A change to the model would go something like this:

VersionManager.checkout( "/modelling/customerxxx/" )
Perform changes somewhere deep in the hierarchy below "customerxxx" and save
VersionManager.checkin( "/modelling/customerxxx/" )

I'm thinking that we'd clean out older versions of the versionhistory periodically (or define "release versions" and remove the versions between releases).

Is it advisable/possible to version the "whole" model tree using a node close to the root of the repository as the amount of data grows? Are there any caveats that we need to lookout for or alternative (better) ways to achieve the same functionality?

(Currently we are persisting our data using the JPA Source if that matters)

Chris

1. Re: Jcr modelling with versioning best-practise question

rhauch Aug 15, 2012 8:41 AM (in response to chrispoulsen)

I'm thinking that we'd clean out older versions of the versionhistory periodically (or define "release versions" and remove the versions between releases).

That will definitely help.

Is it advisable/possible to version the "whole" model tree using a node close to the root of the repository as the amount of data grows? Are there any caveats that we need to lookout for or alternative (better) ways to achieve the same functionality?

Generally, no it is not advisable to mark only the higher-level nodes as versionable. Checking in a versionable node really results in a new copy of the versionable subgraph being created and placed into version history. So if you're only versioning at the higher-level nodes and have a substantial amount of content below each versionable node, each snapshot will contain a copy of all nodes below that versionable node. This may be efficient if most of the nodes have changed, but obviously will be very inefficient if only a small fraction of the nodes have changed (because many of the versions will contain copies of the same nodes in the same state).

One way to circumvent the inefficiency is to mark nodes that are lower in the higherarchy as versionable. The advantage is that your application can then check in the nodes that have changed; the disadvantage is that your application has to explicilty check in each of the versionable nodes.

§ WHAT YOU HAVE TO DO
In the JCR versioning thread, what happens when a versionable node is checked in?

§ Image point annotation entries
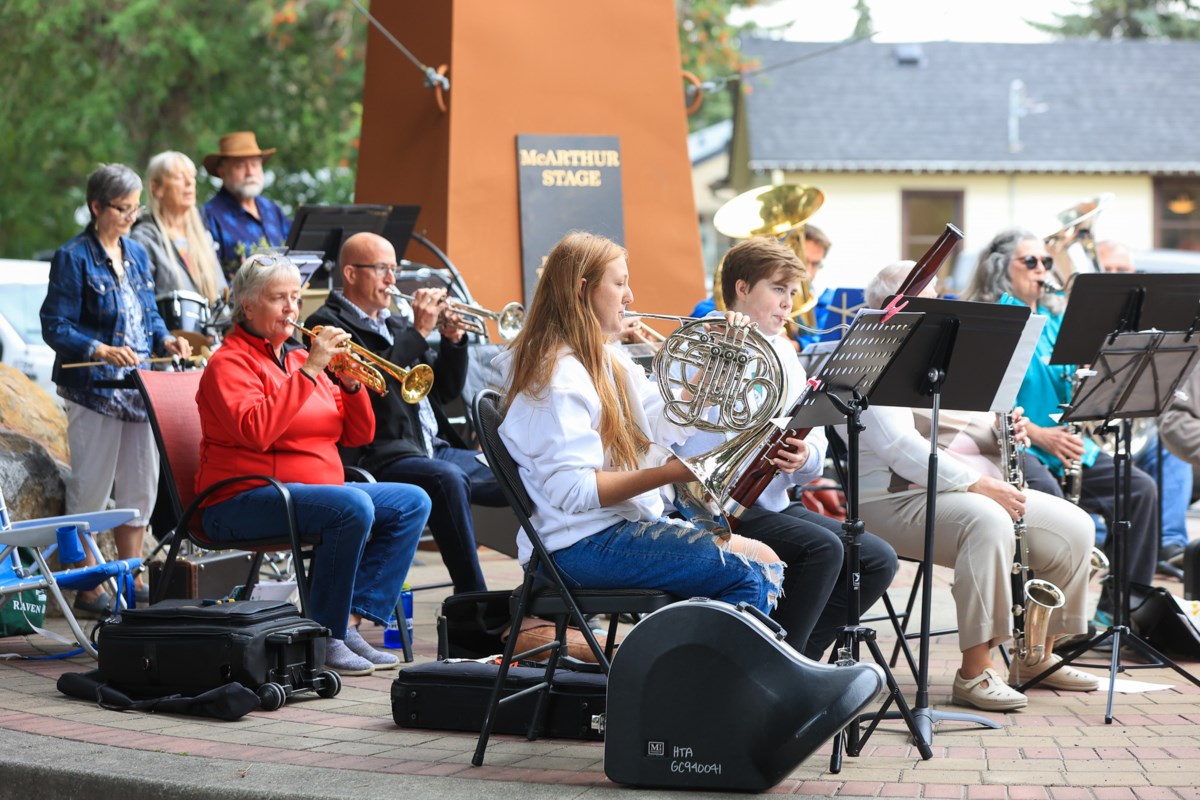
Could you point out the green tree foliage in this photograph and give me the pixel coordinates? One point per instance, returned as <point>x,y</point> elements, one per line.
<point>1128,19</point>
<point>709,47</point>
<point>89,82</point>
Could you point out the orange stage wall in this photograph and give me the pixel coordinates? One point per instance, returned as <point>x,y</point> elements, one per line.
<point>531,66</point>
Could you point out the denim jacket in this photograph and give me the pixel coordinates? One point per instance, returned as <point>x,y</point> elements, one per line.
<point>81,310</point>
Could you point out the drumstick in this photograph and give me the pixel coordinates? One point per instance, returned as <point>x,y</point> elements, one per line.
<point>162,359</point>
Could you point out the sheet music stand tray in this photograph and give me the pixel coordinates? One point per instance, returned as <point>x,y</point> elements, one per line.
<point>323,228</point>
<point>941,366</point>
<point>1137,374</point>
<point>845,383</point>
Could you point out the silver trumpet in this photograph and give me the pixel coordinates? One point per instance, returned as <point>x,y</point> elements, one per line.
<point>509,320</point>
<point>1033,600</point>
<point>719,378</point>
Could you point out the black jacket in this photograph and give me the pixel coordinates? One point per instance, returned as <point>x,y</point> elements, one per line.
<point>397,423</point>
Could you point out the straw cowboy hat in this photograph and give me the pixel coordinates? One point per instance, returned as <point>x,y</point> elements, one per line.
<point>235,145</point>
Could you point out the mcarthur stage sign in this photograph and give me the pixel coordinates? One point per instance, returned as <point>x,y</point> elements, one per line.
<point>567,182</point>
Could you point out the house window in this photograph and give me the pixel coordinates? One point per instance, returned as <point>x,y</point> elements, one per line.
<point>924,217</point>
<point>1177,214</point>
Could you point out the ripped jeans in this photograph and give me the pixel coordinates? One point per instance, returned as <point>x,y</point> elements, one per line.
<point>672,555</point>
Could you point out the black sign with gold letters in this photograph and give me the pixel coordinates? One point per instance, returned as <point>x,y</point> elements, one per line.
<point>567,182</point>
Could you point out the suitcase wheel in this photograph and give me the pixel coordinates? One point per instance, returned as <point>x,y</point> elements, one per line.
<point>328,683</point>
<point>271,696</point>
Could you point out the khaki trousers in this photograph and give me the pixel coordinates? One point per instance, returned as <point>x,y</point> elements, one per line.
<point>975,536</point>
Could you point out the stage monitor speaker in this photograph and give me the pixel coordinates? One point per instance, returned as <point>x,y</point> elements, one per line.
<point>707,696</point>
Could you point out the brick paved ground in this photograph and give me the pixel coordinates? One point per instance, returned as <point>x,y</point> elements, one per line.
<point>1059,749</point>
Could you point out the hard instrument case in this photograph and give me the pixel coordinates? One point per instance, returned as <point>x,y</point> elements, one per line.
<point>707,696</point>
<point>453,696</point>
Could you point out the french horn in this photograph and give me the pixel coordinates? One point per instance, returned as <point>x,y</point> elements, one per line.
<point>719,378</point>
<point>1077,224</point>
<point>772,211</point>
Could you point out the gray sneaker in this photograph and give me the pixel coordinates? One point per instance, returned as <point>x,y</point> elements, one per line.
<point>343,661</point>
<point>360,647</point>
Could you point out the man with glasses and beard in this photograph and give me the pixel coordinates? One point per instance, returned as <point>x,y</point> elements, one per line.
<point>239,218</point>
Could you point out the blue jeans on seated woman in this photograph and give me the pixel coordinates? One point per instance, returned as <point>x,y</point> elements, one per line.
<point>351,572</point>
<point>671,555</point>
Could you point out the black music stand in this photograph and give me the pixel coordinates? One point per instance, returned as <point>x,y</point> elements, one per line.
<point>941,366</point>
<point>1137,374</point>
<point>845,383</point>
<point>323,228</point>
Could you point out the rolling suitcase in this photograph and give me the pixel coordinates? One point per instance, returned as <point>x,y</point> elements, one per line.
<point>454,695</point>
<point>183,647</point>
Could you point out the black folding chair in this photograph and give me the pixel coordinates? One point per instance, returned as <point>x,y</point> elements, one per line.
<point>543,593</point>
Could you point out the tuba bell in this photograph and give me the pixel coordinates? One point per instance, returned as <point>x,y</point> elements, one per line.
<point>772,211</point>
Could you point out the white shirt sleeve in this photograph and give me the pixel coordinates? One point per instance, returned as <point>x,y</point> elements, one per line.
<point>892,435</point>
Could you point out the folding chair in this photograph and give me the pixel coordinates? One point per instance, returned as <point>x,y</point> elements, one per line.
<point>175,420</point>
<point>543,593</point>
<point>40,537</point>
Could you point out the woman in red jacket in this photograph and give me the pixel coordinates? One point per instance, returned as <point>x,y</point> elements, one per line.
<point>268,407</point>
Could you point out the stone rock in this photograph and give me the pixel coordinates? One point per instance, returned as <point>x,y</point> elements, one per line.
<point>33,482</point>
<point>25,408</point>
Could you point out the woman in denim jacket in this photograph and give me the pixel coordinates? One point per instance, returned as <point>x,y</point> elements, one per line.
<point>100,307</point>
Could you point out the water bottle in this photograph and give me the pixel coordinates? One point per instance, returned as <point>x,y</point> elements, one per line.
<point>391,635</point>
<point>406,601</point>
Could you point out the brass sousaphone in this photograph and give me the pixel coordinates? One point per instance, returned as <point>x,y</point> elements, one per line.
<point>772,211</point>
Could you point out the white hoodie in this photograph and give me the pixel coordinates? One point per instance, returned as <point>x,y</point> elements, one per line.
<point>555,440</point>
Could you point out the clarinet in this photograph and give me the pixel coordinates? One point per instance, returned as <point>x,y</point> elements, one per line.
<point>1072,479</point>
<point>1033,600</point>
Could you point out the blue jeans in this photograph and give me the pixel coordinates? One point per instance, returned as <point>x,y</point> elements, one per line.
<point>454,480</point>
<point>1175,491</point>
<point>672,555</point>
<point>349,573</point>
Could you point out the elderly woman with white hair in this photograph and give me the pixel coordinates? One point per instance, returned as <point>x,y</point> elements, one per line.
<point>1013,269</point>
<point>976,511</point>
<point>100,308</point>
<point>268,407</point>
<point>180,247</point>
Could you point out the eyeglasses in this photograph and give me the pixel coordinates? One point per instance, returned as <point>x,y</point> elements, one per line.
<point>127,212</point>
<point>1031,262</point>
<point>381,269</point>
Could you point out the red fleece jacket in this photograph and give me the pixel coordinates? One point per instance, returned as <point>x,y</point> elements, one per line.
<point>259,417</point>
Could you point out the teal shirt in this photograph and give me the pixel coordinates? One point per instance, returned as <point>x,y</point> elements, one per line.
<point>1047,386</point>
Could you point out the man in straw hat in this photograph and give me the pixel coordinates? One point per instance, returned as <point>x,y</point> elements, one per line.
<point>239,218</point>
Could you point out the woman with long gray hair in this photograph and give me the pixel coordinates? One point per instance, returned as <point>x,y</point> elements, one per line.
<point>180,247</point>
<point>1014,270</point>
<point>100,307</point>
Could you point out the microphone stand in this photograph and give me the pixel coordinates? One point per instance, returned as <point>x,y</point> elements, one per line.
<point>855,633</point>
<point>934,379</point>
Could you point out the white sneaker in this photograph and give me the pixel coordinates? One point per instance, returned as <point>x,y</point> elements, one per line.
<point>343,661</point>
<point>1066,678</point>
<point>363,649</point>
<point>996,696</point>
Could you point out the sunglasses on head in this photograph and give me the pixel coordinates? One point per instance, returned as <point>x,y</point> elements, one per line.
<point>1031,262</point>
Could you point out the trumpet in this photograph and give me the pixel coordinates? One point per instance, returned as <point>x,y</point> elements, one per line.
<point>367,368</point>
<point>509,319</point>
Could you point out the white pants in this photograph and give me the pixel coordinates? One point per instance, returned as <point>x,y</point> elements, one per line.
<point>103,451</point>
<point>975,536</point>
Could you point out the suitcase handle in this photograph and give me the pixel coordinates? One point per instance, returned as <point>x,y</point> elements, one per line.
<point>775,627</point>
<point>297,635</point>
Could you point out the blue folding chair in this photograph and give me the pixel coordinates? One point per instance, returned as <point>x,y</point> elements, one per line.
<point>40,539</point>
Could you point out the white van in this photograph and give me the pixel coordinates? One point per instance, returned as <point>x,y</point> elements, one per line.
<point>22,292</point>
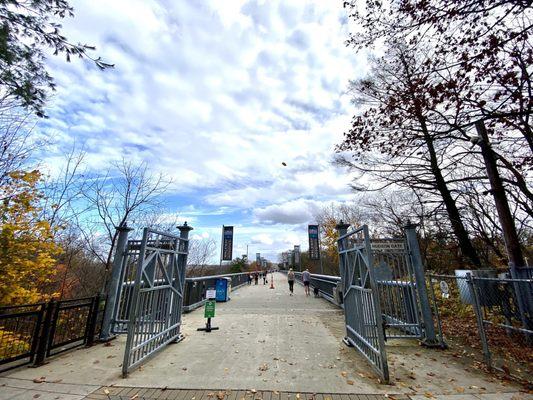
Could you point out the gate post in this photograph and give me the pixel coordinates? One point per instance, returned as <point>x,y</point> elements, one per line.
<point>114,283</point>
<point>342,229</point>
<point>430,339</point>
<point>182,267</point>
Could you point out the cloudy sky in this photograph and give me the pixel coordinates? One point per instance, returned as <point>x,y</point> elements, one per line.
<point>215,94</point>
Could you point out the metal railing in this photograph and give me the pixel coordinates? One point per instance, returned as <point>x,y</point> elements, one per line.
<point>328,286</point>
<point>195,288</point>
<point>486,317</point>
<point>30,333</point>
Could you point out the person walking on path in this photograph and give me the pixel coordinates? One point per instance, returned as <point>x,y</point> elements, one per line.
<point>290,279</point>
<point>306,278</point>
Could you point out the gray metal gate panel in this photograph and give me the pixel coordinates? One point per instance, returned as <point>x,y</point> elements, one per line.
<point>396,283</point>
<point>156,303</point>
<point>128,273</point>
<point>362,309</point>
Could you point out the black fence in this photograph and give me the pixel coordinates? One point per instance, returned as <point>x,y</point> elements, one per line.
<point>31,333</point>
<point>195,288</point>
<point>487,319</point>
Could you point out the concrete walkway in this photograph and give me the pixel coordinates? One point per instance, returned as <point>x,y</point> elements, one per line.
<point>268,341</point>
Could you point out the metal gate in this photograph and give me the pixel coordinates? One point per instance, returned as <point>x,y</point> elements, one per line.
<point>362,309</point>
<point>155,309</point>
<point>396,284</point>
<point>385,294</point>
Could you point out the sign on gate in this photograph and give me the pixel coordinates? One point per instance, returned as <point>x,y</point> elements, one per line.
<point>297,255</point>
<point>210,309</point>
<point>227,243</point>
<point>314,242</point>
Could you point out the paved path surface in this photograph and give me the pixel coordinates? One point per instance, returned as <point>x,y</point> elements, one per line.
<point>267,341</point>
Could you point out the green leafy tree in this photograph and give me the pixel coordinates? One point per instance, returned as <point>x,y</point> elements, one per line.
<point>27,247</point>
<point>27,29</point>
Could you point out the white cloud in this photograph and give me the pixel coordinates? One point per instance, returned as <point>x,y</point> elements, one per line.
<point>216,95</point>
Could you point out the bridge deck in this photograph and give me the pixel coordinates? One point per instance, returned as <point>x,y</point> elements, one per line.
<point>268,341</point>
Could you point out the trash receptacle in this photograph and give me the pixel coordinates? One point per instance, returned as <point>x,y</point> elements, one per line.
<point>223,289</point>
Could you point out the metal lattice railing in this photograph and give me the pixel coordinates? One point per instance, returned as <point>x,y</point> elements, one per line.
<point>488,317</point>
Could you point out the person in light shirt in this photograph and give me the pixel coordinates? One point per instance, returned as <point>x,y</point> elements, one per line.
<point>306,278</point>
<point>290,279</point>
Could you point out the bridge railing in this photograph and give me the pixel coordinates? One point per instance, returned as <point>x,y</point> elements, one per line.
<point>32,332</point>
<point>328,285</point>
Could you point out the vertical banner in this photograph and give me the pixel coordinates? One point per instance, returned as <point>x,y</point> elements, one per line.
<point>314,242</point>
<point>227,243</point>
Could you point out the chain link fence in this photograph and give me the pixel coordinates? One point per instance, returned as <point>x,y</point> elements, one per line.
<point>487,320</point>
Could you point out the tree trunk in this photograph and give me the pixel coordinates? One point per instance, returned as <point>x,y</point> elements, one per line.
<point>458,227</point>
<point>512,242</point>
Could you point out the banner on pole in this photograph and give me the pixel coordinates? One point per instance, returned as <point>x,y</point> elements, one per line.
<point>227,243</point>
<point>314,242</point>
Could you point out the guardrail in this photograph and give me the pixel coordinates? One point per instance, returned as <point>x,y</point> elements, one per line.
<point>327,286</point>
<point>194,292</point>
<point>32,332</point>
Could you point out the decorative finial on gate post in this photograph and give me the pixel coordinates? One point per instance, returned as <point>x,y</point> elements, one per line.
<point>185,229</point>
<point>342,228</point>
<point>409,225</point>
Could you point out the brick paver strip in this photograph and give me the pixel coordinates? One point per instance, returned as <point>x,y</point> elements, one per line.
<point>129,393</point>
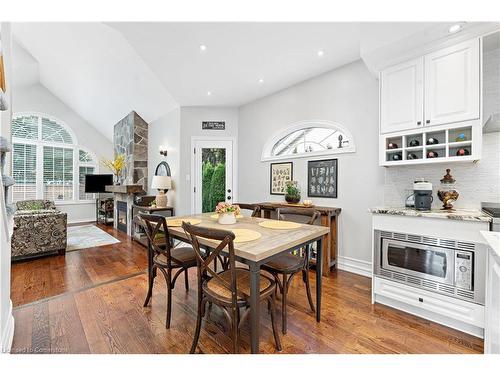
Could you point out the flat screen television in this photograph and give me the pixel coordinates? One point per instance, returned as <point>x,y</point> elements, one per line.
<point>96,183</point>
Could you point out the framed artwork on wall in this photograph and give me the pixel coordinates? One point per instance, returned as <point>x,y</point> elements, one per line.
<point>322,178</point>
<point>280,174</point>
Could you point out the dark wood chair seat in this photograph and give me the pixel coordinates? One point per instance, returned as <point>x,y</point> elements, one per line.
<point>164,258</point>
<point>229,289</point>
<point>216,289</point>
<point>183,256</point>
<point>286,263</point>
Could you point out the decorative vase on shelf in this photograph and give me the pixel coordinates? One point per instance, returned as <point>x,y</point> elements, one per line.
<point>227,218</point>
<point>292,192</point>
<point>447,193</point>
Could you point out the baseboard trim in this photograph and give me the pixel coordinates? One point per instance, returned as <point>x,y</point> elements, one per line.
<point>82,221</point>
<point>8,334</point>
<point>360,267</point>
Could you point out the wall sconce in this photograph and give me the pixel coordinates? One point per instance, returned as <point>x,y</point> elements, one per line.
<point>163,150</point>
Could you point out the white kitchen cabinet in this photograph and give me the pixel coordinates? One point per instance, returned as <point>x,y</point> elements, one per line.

§ FINISHED TASK
A new copy of the versionable subgraph is created and placed into version history.